__What needs to be done__. Starting at the line that contains "Note: for every instance of the green plant" and ending at the last line of the records, output each line as one string in a JSON list, leaving out blank lines.

>> start

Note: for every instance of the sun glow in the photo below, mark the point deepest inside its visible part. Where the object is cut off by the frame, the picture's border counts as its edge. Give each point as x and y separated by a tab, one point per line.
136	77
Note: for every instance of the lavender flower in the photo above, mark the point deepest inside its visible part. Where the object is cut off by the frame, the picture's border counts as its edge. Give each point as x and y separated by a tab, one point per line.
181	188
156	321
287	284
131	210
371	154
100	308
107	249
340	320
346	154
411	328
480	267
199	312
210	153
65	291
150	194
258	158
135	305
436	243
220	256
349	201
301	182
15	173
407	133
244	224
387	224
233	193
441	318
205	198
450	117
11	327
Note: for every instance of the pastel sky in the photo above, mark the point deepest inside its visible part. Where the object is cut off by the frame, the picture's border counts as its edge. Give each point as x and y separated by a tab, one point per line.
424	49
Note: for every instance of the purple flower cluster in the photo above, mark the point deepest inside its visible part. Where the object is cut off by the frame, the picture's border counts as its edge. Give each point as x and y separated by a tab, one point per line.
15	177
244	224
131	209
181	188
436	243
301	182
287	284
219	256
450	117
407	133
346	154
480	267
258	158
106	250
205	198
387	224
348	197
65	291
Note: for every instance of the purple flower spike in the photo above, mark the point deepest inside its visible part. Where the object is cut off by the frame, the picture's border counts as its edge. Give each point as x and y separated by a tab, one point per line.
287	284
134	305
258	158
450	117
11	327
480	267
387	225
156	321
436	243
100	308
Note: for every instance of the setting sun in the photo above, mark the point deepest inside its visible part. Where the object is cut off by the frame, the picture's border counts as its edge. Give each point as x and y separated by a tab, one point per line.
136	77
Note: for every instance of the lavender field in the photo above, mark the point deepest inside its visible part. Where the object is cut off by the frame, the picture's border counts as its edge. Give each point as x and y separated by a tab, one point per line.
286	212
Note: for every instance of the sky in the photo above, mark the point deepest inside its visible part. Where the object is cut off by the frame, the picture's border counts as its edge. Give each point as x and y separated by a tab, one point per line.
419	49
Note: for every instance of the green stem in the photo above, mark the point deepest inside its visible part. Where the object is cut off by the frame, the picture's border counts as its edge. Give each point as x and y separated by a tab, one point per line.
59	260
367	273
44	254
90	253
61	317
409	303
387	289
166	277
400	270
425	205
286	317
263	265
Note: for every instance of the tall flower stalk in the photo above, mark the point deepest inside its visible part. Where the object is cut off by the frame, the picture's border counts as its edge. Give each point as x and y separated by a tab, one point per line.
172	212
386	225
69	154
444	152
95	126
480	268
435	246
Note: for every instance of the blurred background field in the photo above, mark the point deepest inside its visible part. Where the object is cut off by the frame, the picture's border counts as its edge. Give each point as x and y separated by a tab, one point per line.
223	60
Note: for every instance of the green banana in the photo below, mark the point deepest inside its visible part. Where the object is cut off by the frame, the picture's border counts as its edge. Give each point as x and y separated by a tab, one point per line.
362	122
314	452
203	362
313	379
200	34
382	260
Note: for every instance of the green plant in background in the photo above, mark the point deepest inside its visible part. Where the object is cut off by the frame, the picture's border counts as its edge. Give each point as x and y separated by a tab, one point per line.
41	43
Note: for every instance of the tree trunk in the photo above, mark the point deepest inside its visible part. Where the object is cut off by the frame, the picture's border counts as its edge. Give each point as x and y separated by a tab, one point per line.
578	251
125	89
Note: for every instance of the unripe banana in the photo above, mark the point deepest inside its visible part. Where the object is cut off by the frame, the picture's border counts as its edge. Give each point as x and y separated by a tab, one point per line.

>> end

__Result of this exercise__.
[
  "Note: for every instance of the green plant in background in the photo above, mark the point deepest inside its visible part. Where the object is cut off by the frame, the picture's border counts as its edge. Give each point as x and y separated by a tab, one point per line.",
  "41\t43",
  "Note: for every instance of the tree trunk in the photo above, mark the point deepest inside its visible part. Where the object is cut off by the frame, the picture's border counts as its edge. Give each point as x and y separated by a tab, one point per line.",
  "578\t251",
  "125\t89",
  "Note: for every instance of the unripe banana in the photo above, mark the point deepest inside its visible part. Where the object is cut off by the frame, the picture's border counts as its edge. Give each point as x and y separated by a tab, one point per line."
]